Return, word for word, the stretch of the semantic context abstract below from "Brains, Persons, and" through "needs semantic context?".

--- start of Document excerpt ---

Brains, Persons, and Society *** ABSTRACTS
   Cervelli, Persone e Società ***ABSTRACTS





Mikhail Kissine
Laboratoire de Linguistique Textuelle et de Pragmatique Cognitive
Université Libre de Bruxelles

Who (still) needs semantic context?

Partisans of semantic minimalism contend that the content of sentence tokens is exhausted by the semantic interpretation of their linguistic meaning. However, the existence of lexically encoded indexicals and demonstratives compels the advocates of such a view to posit a minimal, semantic conception of context, which is inherited mainly from Kaplan. Thus conceived, the context is constituted by a fixed and small set of parameters that suffice to map the linguistic meaning onto content, and so abstracting from the ‘wide’ or pragmatic context constituted by the details of the actual occasion of utterance. However, Kaplan’s reluctance to include speaker’s intentions within the context has for unpleasant consequence that the character of a demonstrative is not its linguistic meaning: what determines the content of a demonstrative in a context is the demonstratum. The directing intentions come into play before, at the preformal level in associating a distinct syntactic counterpart for each occurrence of the demonstrative (Kaplan 1989: 587-588). Therefore, as Recanati (2000b: 298) points out: (a) character may not be equated with linguistic meaning, (b) the determination of Kaplanian contexts depends on the wide, pragmatic contexts. The main reason advanced for Kaplan in defence of his non-pragmatic conception of context is his desire to preserve the validity of inferences whose premises contain indexicals, such as

P1: If John is here now, then Mary is happy.

P2: John is here now.

--- end of Document excerpt ---
--- start of Extracted information ---

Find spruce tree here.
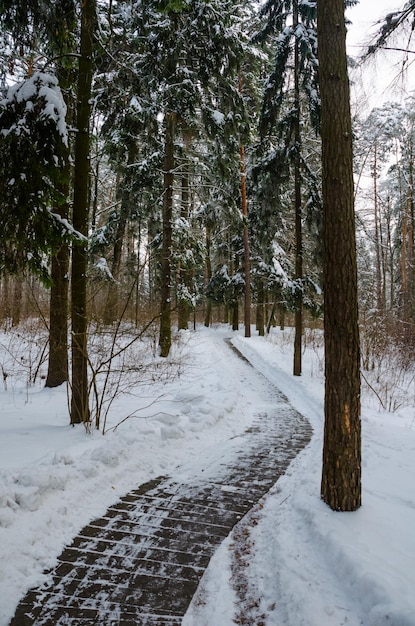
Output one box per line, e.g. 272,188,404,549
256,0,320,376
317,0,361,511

--- end of Extracted information ---
--- start of Extracted information ---

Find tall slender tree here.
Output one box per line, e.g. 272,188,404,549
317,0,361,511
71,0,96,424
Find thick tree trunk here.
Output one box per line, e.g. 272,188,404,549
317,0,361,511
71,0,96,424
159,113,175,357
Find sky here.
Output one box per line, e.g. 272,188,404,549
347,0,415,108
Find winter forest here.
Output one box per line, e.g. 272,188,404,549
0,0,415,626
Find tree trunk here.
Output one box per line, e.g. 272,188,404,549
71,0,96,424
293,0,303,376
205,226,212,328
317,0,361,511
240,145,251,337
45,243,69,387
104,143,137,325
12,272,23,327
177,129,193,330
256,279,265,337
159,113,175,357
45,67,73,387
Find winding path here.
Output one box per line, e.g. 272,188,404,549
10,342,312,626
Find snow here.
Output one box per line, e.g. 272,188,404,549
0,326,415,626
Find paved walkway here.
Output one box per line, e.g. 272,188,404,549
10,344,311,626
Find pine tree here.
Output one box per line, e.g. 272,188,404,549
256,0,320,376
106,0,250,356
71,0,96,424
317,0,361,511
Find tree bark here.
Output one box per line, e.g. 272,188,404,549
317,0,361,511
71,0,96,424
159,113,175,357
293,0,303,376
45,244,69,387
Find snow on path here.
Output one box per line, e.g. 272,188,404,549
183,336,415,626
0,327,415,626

--- end of Extracted information ---

> **Correct answer**
Brains, Persons, and Society *** ABSTRACTS
   Cervelli, Persone e Società ***ABSTRACTS





Mikhail Kissine
Laboratoire de Linguistique Textuelle et de Pragmatique Cognitive
Université Libre de Bruxelles

Who (still) needs semantic context?